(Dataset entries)
══════

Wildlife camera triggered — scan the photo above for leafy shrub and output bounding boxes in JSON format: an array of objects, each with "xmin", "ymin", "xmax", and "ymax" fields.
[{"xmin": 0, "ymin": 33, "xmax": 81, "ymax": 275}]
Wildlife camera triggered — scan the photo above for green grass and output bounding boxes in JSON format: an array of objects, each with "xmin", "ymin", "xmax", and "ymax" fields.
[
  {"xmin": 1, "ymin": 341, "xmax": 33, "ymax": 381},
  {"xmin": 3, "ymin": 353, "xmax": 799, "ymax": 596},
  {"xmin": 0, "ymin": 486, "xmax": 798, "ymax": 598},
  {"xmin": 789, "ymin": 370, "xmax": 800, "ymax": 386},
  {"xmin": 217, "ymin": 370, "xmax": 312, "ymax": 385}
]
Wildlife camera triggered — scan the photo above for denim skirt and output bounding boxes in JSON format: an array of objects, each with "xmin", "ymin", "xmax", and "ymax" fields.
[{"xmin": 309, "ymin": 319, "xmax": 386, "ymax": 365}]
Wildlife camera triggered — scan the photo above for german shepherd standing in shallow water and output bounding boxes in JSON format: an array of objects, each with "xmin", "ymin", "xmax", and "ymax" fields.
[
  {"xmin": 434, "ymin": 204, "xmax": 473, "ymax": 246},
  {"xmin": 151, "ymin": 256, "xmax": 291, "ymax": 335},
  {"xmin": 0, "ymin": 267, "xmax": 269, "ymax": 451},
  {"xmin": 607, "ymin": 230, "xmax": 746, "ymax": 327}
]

══════

# EXERCISE DIRECTIONS
Set down every entry exactly as it appears.

# SOLUTION TO THIS TASK
Wildlife camera triggered — scan the photo above for leafy shrub and output bounding boxes in JSON format: an array of objects, each with "xmin", "ymin", "xmax", and "ymax" fields.
[{"xmin": 0, "ymin": 33, "xmax": 81, "ymax": 275}]
Wildlife camera triggered — scan the photo above for green grass and output bounding boxes in JSON format: an array of objects, each with "xmin", "ymin", "xmax", and "ymax" fields.
[
  {"xmin": 1, "ymin": 341, "xmax": 33, "ymax": 381},
  {"xmin": 3, "ymin": 353, "xmax": 799, "ymax": 596},
  {"xmin": 0, "ymin": 486, "xmax": 798, "ymax": 598},
  {"xmin": 789, "ymin": 370, "xmax": 800, "ymax": 386},
  {"xmin": 217, "ymin": 370, "xmax": 312, "ymax": 385}
]
Wildlife camera triggered — scan the photo above for denim skirt and output bounding boxes in JSON format: an array of objects, each with "xmin", "ymin", "xmax", and "ymax" fields.
[{"xmin": 309, "ymin": 319, "xmax": 386, "ymax": 365}]
Wildlife camera triggered — scan the photo above for german shepherd standing in shallow water and output bounding boxes in JSON format: an array of objects, each with "xmin", "ymin", "xmax", and "ymax" fields.
[
  {"xmin": 434, "ymin": 204, "xmax": 473, "ymax": 246},
  {"xmin": 151, "ymin": 256, "xmax": 291, "ymax": 335},
  {"xmin": 0, "ymin": 267, "xmax": 269, "ymax": 451},
  {"xmin": 607, "ymin": 230, "xmax": 746, "ymax": 327}
]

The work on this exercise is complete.